> [DATA SUPPLIED]:

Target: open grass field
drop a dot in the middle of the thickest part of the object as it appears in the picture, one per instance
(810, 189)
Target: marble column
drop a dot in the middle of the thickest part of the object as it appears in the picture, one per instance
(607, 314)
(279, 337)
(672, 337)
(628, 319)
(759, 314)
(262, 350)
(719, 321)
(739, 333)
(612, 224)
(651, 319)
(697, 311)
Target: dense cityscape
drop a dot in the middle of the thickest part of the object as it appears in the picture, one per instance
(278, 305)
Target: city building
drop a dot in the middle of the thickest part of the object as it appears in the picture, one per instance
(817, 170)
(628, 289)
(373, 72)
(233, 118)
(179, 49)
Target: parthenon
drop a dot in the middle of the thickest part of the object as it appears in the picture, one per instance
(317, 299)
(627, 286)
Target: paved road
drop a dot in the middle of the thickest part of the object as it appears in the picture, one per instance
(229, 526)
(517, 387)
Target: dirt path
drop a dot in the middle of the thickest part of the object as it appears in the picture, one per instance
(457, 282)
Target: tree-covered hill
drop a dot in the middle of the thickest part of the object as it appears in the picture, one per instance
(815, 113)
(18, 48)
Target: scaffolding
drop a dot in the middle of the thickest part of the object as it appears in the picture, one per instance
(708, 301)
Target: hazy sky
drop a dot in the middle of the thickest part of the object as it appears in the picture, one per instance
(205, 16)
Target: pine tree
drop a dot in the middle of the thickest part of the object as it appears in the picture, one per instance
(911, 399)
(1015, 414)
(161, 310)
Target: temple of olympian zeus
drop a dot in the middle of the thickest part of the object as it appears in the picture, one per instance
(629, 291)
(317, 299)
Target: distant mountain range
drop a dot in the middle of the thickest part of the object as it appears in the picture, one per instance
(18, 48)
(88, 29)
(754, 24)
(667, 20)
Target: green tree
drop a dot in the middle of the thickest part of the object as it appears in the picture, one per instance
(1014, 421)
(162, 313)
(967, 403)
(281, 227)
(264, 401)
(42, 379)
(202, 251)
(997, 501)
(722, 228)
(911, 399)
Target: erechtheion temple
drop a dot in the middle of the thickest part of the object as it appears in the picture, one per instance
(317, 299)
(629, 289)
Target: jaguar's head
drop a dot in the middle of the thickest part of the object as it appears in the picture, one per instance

> [WHAT YOU NEED TO DO]: Print the material once more, exactly.

> [ANSWER TO THIS TASK]:
Target: open grass field
drop a dot in the middle of the thickest part of the object as it appears in the picture, one per instance
(810, 189)
Target: marble column
drop a dot in the middle of the thickest part of the object as it appears in the picture, one per instance
(607, 314)
(279, 337)
(672, 337)
(628, 319)
(759, 314)
(262, 350)
(719, 321)
(739, 333)
(612, 224)
(651, 319)
(697, 311)
Target: dense cityscape
drop a dot in the middle of the thickest part of the object as it appears in the picture, one per instance
(278, 305)
Target: city building
drop a dot in the middle of the thickest part of the object as it appears in the picture, one per instance
(817, 170)
(628, 289)
(373, 72)
(233, 118)
(179, 49)
Target: parthenon
drop a dot in the middle of the thickest part of the object as it appears in the picture, one per instance
(317, 299)
(627, 286)
Target: paved road
drop a dot in the middle of the thickest part of the object as it appears in the picture, one per instance
(229, 526)
(517, 387)
Target: dirt path
drop a dot in the middle of the thickest part of the object as it appears in the picture, one per instance
(457, 282)
Target: tree-covered hill
drop a dot in the middle of the thickest part of the object as it appears in the picture, one per instance
(815, 113)
(18, 48)
Target: scaffolding
drop a dot in the middle of the thickest part of the object as it appears in the picture, one per instance
(708, 301)
Target: hazy sky
drop a dot in the middle of the thickest part of the object as it appears in the picture, one per instance
(205, 16)
Target: pine tree
drop a dot in the middle of the thickest part of the object as it appears in the picture, one per instance
(911, 399)
(1015, 414)
(161, 310)
Target: temple of olympian zeus
drop a dot in the middle of the thickest part of the object as it appears in the picture, one per instance
(629, 291)
(317, 299)
Target: distant mountain range
drop a dot in the middle of the thickest part of the object as it appears in the picture, one per instance
(18, 48)
(88, 29)
(754, 24)
(667, 20)
Target: green tree
drop a dot in the middle of the thickest part of the object as it appears in the picture, one per instance
(1014, 421)
(162, 313)
(967, 403)
(281, 227)
(264, 401)
(42, 379)
(202, 251)
(997, 501)
(722, 228)
(911, 399)
Target: erechtheion temple
drop a dot in the middle of the thickest part of the object as it appears in the picture, one per instance
(317, 299)
(629, 289)
Target: jaguar's head
drop a dot in the middle of the thickest part of the object as it appears in the picture, one per instance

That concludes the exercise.